> **Object position labeling entries**:
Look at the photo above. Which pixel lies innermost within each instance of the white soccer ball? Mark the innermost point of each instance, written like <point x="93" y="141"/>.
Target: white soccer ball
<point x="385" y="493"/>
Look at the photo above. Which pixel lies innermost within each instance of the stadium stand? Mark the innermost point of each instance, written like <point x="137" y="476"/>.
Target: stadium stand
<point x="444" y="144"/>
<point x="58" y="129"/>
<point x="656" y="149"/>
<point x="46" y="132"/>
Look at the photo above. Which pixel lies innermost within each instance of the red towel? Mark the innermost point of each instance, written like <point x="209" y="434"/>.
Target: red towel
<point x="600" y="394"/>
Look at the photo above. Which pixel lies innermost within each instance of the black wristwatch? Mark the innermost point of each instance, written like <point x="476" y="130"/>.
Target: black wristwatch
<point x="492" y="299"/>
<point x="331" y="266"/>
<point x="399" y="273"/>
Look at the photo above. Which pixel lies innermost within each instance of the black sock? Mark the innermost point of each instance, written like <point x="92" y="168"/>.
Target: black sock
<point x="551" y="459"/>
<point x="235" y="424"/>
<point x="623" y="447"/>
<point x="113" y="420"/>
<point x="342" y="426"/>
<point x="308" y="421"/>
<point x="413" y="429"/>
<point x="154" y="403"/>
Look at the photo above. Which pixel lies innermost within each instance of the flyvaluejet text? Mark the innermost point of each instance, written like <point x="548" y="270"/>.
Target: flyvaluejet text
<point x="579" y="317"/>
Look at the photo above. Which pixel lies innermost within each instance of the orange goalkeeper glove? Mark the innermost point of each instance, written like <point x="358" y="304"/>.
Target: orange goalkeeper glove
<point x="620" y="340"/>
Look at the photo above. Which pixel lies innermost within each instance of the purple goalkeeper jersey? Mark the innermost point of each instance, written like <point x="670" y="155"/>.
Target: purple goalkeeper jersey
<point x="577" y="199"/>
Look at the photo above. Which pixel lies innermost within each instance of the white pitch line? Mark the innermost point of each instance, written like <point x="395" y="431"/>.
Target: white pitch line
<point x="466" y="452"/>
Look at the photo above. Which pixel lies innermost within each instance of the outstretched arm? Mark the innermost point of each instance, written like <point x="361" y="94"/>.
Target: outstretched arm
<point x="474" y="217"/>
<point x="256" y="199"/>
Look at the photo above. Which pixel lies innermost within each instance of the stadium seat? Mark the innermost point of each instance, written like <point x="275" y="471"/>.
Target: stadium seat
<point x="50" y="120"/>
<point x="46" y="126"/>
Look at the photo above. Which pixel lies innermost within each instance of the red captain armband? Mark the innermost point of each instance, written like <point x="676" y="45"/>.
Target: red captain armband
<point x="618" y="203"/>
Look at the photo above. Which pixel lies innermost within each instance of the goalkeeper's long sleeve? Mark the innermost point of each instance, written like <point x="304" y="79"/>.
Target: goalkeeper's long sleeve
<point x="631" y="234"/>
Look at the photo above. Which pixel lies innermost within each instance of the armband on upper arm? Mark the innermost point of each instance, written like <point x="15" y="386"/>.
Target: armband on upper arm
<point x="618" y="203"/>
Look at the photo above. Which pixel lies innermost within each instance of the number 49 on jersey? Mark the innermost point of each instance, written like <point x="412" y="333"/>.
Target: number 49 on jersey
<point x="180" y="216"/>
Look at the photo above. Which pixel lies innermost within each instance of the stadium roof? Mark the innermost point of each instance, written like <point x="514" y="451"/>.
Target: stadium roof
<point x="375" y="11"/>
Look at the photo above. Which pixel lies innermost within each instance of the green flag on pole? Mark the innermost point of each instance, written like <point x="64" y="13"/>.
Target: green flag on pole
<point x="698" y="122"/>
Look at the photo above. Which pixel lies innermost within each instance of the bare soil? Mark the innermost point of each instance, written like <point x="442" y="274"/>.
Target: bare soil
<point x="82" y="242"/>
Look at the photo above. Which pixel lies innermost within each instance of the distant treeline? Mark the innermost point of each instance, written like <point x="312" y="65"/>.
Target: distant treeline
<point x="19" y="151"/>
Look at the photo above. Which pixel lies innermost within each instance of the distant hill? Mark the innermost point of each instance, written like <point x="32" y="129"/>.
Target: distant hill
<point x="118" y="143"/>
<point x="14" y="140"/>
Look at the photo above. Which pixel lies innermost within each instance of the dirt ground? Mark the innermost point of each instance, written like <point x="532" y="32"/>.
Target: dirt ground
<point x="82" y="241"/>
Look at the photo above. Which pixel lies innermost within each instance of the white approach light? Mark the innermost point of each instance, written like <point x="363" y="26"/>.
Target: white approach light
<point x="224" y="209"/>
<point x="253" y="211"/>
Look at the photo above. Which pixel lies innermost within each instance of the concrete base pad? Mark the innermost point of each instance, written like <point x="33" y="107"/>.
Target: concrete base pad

> **What is needed**: Rewrite the records above, changing every "innermost" to "most central" and keeping everything else the same.

> **The reply**:
Look at the photo above. Which pixel lies most central within each instance of the white soccer ball? Mark the most central point of each instance, written like <point x="93" y="141"/>.
Target: white soccer ball
<point x="385" y="493"/>
Look at the photo above. Which pixel lies most central within each instance of the stadium stand? Mark the most central point of each instance, written like <point x="137" y="476"/>.
Target: stadium stand
<point x="444" y="144"/>
<point x="58" y="129"/>
<point x="656" y="149"/>
<point x="46" y="132"/>
Look at the photo above. Which pixel lies most central within each instance of the red towel? Mark the most central point of each instance, written like <point x="209" y="434"/>.
Target: red towel
<point x="600" y="394"/>
Look at the photo above. Which pixel lies most central within each instance of the black wristwatch? Mark the most central point of each instance, written like <point x="476" y="130"/>.
Target: black wristwatch
<point x="492" y="299"/>
<point x="331" y="266"/>
<point x="399" y="273"/>
Look at the photo above. Which pixel lies most central within each instance of the black sock? Mark the most central point of each instance, written like <point x="92" y="168"/>.
Target: black sock
<point x="551" y="459"/>
<point x="235" y="424"/>
<point x="623" y="447"/>
<point x="113" y="420"/>
<point x="342" y="426"/>
<point x="308" y="421"/>
<point x="413" y="429"/>
<point x="154" y="403"/>
Look at the photo above. Which pixel lies most central within each instance of the flyvaluejet text? Mark the most central point of each instance, written like <point x="548" y="270"/>.
Target: flyvaluejet text
<point x="579" y="317"/>
Look at the photo above. Which pixel lies most central within each instance of the orange goalkeeper glove? Mark the most central point of each instance, written like <point x="358" y="304"/>.
Target: orange goalkeeper glove
<point x="620" y="340"/>
Look at the photo above. Which pixel lies most central within each instance of the purple goalkeeper jersey? Mark the most central point of each instance, written like <point x="670" y="155"/>.
Target: purple goalkeeper jersey
<point x="577" y="199"/>
Look at the photo above. Which pixel lies most central within each instance of the white pitch line? Mark the most central point of each instance, written like <point x="395" y="431"/>.
Target: white pitch line
<point x="466" y="452"/>
Look at the photo above. Which pixel lies most central within each instance of the outstretched arm? Mark the most central point of each instance, written like <point x="361" y="94"/>.
Target: outstretched arm
<point x="474" y="217"/>
<point x="256" y="199"/>
Look at the photo above. Which pixel lies most central within each instance of the stadium seat? Mark the most central point of each instance, written like <point x="275" y="471"/>.
Target: stadium seat
<point x="50" y="120"/>
<point x="46" y="126"/>
Look at the photo above. Which pixel lies most central within each instance of the red captain armband? Mark the most central point of each instance, written like <point x="676" y="45"/>.
Target: red captain armband
<point x="618" y="203"/>
Look at the photo above. Which pixel lies most central within each instance of the goalkeeper's long sleeve? Mark the most central point of each instance, written like <point x="304" y="79"/>.
Target: goalkeeper's long sleeve
<point x="631" y="234"/>
Look at the photo above. Which pixel lies most central within each instance of the armband on upper arm? Mark the most central point of each instance, written like <point x="15" y="386"/>.
Target: armband on upper arm
<point x="618" y="203"/>
Look at the photo above. Which pixel lies most central within each instance of the number 49 on jersey? Mark the most central point of each instance, written like <point x="412" y="333"/>.
Target: number 49 on jersey
<point x="180" y="216"/>
Look at the photo above. Which pixel lies most central within each instance of the stadium roof? Mark the most central point of each instance, written like <point x="514" y="451"/>.
Target: stadium roof
<point x="375" y="11"/>
Look at the photo above. Which pixel lies most central within each instance of the green flag on pole? Mark the most central point of each instance, written like <point x="64" y="13"/>.
Target: green flag on pole
<point x="698" y="122"/>
Look at the photo above. Which pixel lies most central within each instance of the bare soil? Mark the most central point of each instance, written like <point x="442" y="274"/>.
Target: bare soil
<point x="82" y="242"/>
Look at the photo above. Which pixel lies most central within each instance of the distant treeline? Mark the most central point of each instance, written like <point x="312" y="65"/>.
Target: distant treeline
<point x="19" y="151"/>
Look at the photo above. Which pixel lies most central within each instance of the distant hill? Mark the most central point of each instance, written like <point x="32" y="129"/>.
Target: distant hill
<point x="118" y="143"/>
<point x="14" y="140"/>
Look at the photo above. Which pixel lies most central within each instance of the dirt ground? Mark the most central point of each instance, written like <point x="532" y="32"/>.
Target: dirt ground
<point x="82" y="241"/>
Look at the photo above. Which pixel lies most central within each instance of the white approach light? Mark the most central point of each instance, written like <point x="363" y="26"/>.
Target: white approach light
<point x="224" y="209"/>
<point x="253" y="211"/>
Look at the photo above. Which pixel lies most central within each instance of the concrete base pad? Mark the most central point of each instance, written like <point x="33" y="107"/>.
Target: concrete base pad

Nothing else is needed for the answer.